** Input material follows **

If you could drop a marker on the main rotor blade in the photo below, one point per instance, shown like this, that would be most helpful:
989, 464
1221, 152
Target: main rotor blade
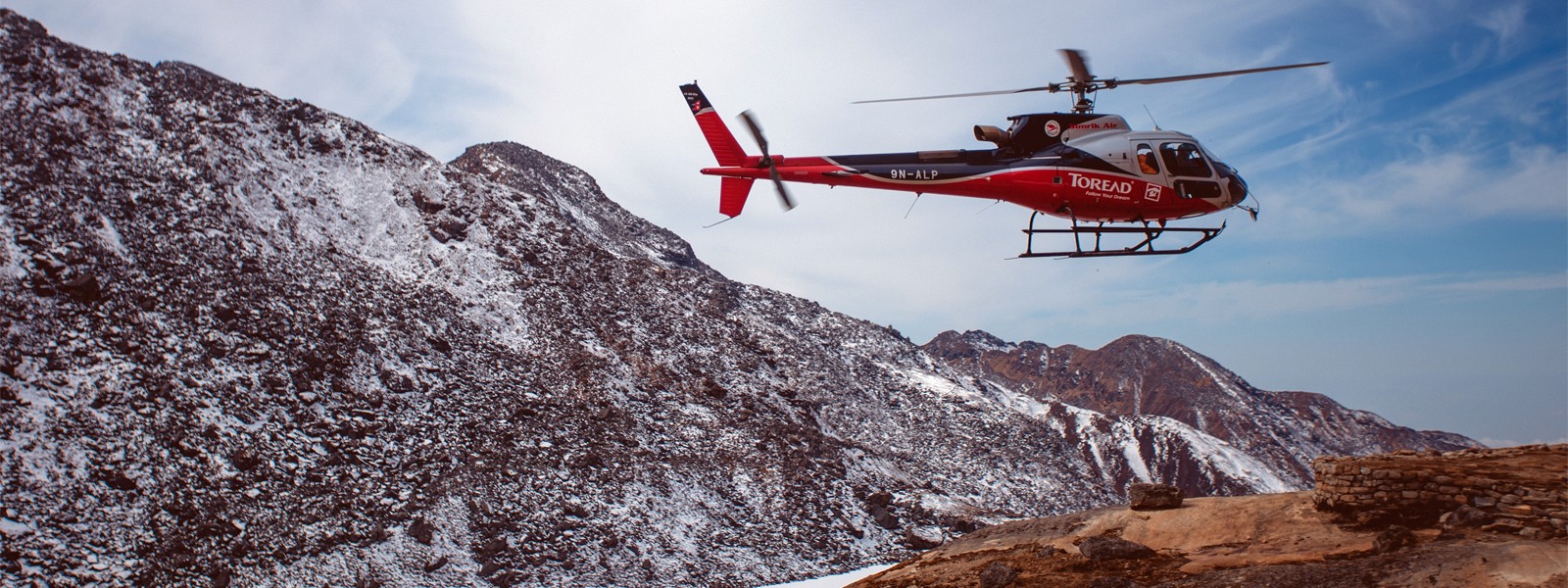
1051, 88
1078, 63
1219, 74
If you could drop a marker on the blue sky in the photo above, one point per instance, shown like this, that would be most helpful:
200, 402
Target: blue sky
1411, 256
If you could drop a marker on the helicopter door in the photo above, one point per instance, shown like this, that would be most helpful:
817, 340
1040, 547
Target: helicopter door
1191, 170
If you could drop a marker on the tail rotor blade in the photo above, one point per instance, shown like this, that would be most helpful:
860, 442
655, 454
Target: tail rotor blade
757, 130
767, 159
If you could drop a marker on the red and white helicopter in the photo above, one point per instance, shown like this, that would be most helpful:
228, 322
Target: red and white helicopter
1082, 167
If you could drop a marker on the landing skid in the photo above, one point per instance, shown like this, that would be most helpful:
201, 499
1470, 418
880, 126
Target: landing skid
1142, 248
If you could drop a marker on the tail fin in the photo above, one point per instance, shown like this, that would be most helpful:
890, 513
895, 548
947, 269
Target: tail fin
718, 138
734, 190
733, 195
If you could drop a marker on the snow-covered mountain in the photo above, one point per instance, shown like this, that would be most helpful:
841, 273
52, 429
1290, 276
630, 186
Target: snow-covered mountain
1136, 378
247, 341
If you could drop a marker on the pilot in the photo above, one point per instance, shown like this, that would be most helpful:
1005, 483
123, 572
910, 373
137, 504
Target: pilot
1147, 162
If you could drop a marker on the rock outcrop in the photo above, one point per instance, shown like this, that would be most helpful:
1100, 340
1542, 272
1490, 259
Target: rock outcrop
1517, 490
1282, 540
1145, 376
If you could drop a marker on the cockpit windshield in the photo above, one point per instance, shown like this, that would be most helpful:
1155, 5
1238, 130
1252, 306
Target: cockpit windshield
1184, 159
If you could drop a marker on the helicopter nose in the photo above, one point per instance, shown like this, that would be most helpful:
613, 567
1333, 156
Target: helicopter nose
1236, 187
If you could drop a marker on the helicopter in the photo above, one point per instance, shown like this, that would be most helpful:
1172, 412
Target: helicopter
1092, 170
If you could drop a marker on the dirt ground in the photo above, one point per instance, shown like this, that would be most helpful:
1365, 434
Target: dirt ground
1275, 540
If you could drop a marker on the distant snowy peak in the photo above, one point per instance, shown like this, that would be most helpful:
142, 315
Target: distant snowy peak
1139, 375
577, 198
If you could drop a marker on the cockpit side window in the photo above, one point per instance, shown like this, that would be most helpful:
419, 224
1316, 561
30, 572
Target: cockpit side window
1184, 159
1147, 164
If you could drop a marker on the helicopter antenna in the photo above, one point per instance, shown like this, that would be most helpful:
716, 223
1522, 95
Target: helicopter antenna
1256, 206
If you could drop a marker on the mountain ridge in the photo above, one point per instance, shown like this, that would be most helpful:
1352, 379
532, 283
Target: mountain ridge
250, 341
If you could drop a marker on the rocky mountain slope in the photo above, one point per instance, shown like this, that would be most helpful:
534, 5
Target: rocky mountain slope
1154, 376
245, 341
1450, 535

** End of Input material **

How to complete this task »
What you return should be the entries from above, unchanged and without their images.

Written reply »
If you could drop a marker on the main rotor blade in the photo below, one point per instance, shown like this, that would be most helpful:
989, 464
1221, 152
Target: main rotor blade
1051, 88
1078, 63
1219, 74
If you could drop a marker on the blue sky in the photo above, one point per instance, shown like this, that would be most helpful:
200, 402
Target: blue sky
1411, 256
If you could drop a marker on the helicopter door in the photo above, one point per instance, shown like this, that would be most helpful:
817, 340
1040, 547
Target: helicopter door
1191, 170
If you could drop a marker on the tail rotor blade in the photo above, one point per instance, shown like this, that would be most helpful:
860, 442
655, 454
Target: tail rotor blade
757, 130
767, 159
If you could drop a marker on the red and white helicopter in the photo above, one point per instance, shown like this, that would be most helpful:
228, 322
Target: red and white helicopter
1082, 167
If you could drop a marker on the landing skid in the photo above, one point per instance, shown like this, that would be most helpful:
201, 499
1470, 418
880, 126
Target: landing skid
1142, 248
If you could drop a marker on the tail fin in the photo above, one point per instance, shown like this, that would be most helpful:
890, 513
895, 548
947, 269
Target: tail fin
718, 138
734, 190
733, 195
If you could drop a marker on the snow-covered mountain in the photo above, one point per instance, shown like this, that would be most helpful:
841, 273
52, 429
1290, 276
630, 186
Target: snow-covered mountain
1136, 378
247, 341
If you could drop a marker on the pilot in the photo above, one point per instance, shown like this, that would be most helpful:
1005, 483
123, 572
910, 373
137, 504
Target: pilot
1147, 162
If you could drop a marker on the rock outcrop in the photo above, one point per instance, shown like this, that would be most helpful:
1100, 340
1542, 272
1490, 259
Target: rock outcrop
1517, 490
1282, 540
1145, 376
If you could drop a marker on the cockpit windshield in the photo above, one point per instance, shown like this, that would be most helpful:
1155, 5
1238, 130
1252, 306
Target: cockpit windshield
1184, 159
If you could drop a marker on the helicopter nose in the photo above, one point per instance, shown like this, that would be most helpful:
613, 567
1333, 156
Target: helicopter nose
1236, 187
If you could drop a marker on the helicopter in the photo above, one point per instance, shown like this, that would be most helpful:
1172, 412
Target: helicopter
1092, 170
If you could drop a marker on the dirt ground in the photo above, one point per instance, shown like this, that would be most helpful:
1365, 434
Target: dirt ground
1275, 540
If you could drop a marker on the distant snowy peak in the photo above, one point per instance, shown like this, that would be most helpful:
142, 315
Target: distant snowy peak
1139, 375
577, 198
If you could drop a marker on the cockpit side window in the photo above, one point per instance, shown like this, that would be most helpful:
419, 224
1316, 561
30, 572
Target: cockpit side window
1184, 159
1147, 164
If you could drop a marker on the helicopter antenna in the photo above, one point per instance, shown like this, that would be most helpful:
716, 223
1522, 95
Target: helicopter antenna
1256, 206
If you could drop a marker on the mountain ridge in the photo above, one point per instance, shown like this, that would be most helpful:
1352, 379
532, 283
Target: mountain ridge
250, 341
If you could drop a marker on the rocky mountain slope in the photo above, one point per instance, shown like this, that would be most helpful:
534, 5
Target: rocky mountain slope
1154, 376
245, 341
1450, 535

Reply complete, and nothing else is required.